-- START MATERIAL SHOWN --

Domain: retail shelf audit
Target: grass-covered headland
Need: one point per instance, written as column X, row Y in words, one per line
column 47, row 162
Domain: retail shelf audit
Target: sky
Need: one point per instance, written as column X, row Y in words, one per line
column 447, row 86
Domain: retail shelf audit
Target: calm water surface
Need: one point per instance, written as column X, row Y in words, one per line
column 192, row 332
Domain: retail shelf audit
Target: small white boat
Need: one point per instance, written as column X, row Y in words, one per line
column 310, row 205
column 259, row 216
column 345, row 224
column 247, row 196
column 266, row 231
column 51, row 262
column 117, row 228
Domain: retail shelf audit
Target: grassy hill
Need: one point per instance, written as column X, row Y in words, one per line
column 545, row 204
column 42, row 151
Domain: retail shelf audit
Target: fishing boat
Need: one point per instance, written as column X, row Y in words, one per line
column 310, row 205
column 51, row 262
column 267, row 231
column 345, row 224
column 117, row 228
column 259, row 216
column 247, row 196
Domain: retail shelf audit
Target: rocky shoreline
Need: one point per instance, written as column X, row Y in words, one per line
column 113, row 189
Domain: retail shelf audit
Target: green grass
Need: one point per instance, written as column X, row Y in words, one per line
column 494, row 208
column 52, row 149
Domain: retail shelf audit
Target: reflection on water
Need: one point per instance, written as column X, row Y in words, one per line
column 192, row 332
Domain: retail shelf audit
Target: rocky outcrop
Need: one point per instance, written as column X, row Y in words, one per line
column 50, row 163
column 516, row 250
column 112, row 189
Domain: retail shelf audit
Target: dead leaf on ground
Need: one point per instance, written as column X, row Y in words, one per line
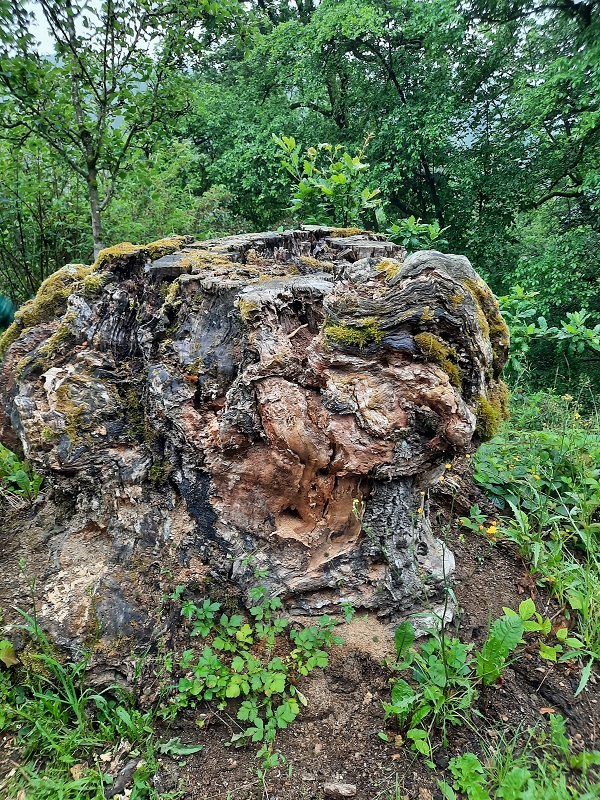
column 77, row 771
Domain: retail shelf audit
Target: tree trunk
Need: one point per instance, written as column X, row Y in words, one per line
column 96, row 214
column 261, row 410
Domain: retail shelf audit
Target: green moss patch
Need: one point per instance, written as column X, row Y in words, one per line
column 446, row 357
column 492, row 411
column 359, row 334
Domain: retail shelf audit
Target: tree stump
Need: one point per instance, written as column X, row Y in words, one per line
column 260, row 410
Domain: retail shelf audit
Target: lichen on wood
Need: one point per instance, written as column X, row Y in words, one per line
column 220, row 409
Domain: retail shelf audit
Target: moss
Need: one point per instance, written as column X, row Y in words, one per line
column 339, row 233
column 356, row 335
column 446, row 357
column 52, row 296
column 313, row 263
column 112, row 253
column 247, row 308
column 390, row 267
column 205, row 259
column 93, row 282
column 72, row 412
column 160, row 471
column 427, row 315
column 196, row 367
column 171, row 294
column 136, row 417
column 48, row 434
column 457, row 300
column 10, row 335
column 45, row 354
column 164, row 247
column 492, row 411
column 490, row 320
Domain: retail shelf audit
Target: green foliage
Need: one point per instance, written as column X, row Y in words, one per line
column 446, row 674
column 538, row 765
column 329, row 189
column 60, row 727
column 544, row 468
column 573, row 337
column 17, row 479
column 414, row 235
column 230, row 667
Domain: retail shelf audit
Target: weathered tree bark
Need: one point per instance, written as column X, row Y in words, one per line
column 262, row 409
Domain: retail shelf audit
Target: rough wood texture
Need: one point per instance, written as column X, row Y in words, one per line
column 273, row 404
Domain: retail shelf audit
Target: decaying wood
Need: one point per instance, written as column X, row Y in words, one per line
column 261, row 409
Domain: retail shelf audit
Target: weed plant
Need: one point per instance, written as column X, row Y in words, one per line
column 66, row 734
column 18, row 482
column 237, row 663
column 446, row 675
column 544, row 470
column 537, row 765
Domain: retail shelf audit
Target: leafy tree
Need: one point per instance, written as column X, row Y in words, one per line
column 106, row 88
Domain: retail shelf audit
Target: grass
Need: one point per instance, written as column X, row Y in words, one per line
column 543, row 473
column 535, row 764
column 67, row 738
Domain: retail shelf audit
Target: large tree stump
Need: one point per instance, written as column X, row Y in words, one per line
column 261, row 409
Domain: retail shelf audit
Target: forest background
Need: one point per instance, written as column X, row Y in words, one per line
column 135, row 120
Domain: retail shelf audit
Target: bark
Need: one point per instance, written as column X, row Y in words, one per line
column 263, row 409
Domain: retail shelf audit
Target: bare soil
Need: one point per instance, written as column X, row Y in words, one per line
column 335, row 739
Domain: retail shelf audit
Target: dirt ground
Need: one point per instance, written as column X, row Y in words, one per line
column 335, row 739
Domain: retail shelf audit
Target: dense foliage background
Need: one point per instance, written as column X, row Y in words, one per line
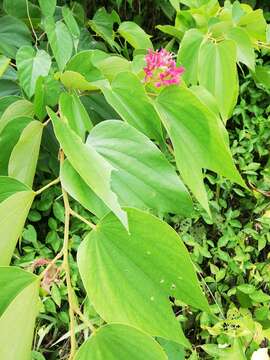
column 230, row 250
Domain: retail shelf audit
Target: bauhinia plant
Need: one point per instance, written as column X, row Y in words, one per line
column 132, row 263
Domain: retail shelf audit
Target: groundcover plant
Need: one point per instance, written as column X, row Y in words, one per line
column 106, row 139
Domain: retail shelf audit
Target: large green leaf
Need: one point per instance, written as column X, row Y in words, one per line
column 245, row 51
column 80, row 191
column 81, row 71
column 31, row 64
column 255, row 24
column 5, row 101
column 9, row 137
column 71, row 23
column 19, row 306
column 262, row 75
column 198, row 139
column 4, row 63
column 15, row 109
column 73, row 111
column 144, row 178
column 128, row 97
column 135, row 35
column 91, row 166
column 47, row 93
column 173, row 350
column 188, row 55
column 139, row 270
column 9, row 42
column 218, row 74
column 23, row 159
column 120, row 342
column 16, row 199
column 60, row 41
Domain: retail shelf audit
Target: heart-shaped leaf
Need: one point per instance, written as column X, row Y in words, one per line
column 138, row 271
column 120, row 342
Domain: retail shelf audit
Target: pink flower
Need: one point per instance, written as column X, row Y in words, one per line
column 161, row 68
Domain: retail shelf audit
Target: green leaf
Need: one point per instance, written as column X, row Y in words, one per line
column 18, row 9
column 144, row 178
column 120, row 342
column 255, row 25
column 135, row 35
column 15, row 109
column 197, row 137
column 9, row 44
column 47, row 93
column 112, row 66
column 16, row 199
column 19, row 306
column 71, row 22
column 82, row 74
column 262, row 75
column 23, row 159
column 173, row 350
column 80, row 191
column 47, row 7
column 142, row 267
column 233, row 352
column 171, row 30
column 74, row 113
column 91, row 166
column 128, row 97
column 245, row 51
column 9, row 88
column 206, row 98
column 60, row 41
column 4, row 62
column 9, row 137
column 102, row 24
column 175, row 4
column 5, row 101
column 31, row 64
column 218, row 74
column 188, row 55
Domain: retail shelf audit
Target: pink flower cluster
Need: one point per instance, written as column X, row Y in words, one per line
column 161, row 68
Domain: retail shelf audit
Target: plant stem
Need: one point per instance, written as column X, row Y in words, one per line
column 55, row 181
column 78, row 216
column 73, row 344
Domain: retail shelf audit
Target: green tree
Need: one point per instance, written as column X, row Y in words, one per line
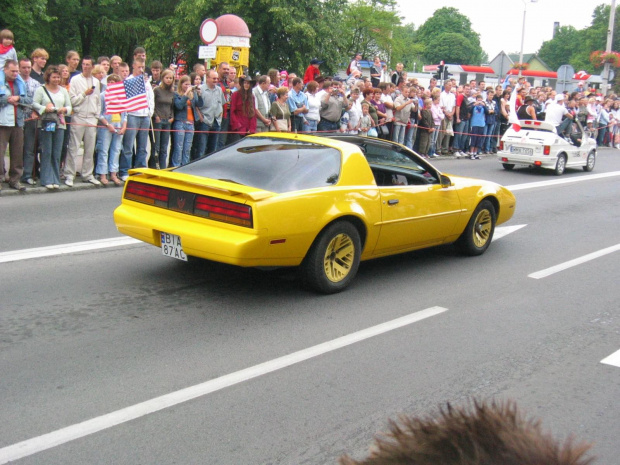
column 453, row 26
column 562, row 47
column 369, row 27
column 452, row 47
column 284, row 35
column 406, row 49
column 29, row 21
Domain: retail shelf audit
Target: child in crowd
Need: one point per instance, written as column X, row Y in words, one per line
column 478, row 116
column 366, row 122
column 7, row 50
column 109, row 139
column 438, row 116
column 426, row 127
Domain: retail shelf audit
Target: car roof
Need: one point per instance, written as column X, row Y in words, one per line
column 538, row 125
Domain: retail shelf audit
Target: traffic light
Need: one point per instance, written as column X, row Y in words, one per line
column 438, row 75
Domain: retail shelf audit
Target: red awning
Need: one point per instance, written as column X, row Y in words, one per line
column 452, row 68
column 477, row 69
column 582, row 76
column 534, row 73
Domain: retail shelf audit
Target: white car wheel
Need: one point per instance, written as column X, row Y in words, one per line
column 560, row 166
column 590, row 162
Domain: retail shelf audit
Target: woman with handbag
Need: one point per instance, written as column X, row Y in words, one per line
column 187, row 101
column 52, row 102
column 242, row 111
column 280, row 112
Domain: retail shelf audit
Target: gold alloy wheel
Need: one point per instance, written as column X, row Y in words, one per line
column 339, row 257
column 482, row 227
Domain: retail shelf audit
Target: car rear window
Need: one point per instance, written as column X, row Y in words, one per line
column 275, row 165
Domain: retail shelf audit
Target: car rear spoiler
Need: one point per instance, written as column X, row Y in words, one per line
column 226, row 187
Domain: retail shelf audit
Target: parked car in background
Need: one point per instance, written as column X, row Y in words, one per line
column 537, row 144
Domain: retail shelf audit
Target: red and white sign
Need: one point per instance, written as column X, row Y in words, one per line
column 208, row 31
column 582, row 76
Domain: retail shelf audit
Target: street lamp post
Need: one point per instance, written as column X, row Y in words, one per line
column 525, row 2
column 610, row 36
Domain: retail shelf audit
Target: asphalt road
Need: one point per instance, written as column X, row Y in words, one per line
column 87, row 334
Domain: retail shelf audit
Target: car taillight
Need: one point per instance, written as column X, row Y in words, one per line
column 222, row 210
column 147, row 193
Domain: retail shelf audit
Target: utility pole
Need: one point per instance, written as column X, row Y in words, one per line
column 610, row 37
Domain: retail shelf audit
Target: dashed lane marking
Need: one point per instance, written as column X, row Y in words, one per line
column 73, row 432
column 571, row 263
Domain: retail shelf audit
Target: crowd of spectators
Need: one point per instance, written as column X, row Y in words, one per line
column 48, row 113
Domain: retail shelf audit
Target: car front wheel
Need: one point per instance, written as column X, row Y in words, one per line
column 479, row 231
column 333, row 259
column 590, row 162
column 560, row 165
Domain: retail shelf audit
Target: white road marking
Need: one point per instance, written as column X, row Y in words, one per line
column 555, row 182
column 39, row 252
column 502, row 231
column 25, row 254
column 613, row 359
column 94, row 425
column 574, row 262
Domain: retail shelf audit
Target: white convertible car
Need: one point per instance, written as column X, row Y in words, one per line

-- END MATERIAL SHOWN --

> _PROMPT_
Return, unchanged, every line from the first line of the rows through the line containing "column 113, row 189", including both.

> _EXPECTED ANSWER_
Domain: retail shelf audit
Target: grass-covered headland
Need: one point per instance, written as column X, row Y in words, one per line
column 47, row 162
Domain: retail shelf audit
Target: sky
Need: one point per instance, written as column X, row Y in words, one per line
column 447, row 86
Domain: retail shelf audit
Target: calm water surface
Need: one point per instance, written as column X, row Y in words, one per line
column 192, row 332
Domain: retail shelf audit
Target: small white boat
Need: one point per instance, written as column X, row Y in words, one per line
column 310, row 205
column 259, row 216
column 345, row 224
column 247, row 196
column 266, row 231
column 51, row 262
column 117, row 228
Domain: retail shelf audit
Target: grassy hill
Need: one point per instance, written as column X, row Y in words, one per line
column 545, row 204
column 42, row 151
Domain: retail shelf audit
Target: fishing boat
Need: one point per instance, written as column X, row Y in words, one per line
column 310, row 205
column 51, row 262
column 267, row 231
column 345, row 224
column 117, row 228
column 259, row 216
column 247, row 196
Domain: retail shelf audit
Target: rocky shoreline
Need: one point per instance, written as column X, row Y in words, one per line
column 113, row 189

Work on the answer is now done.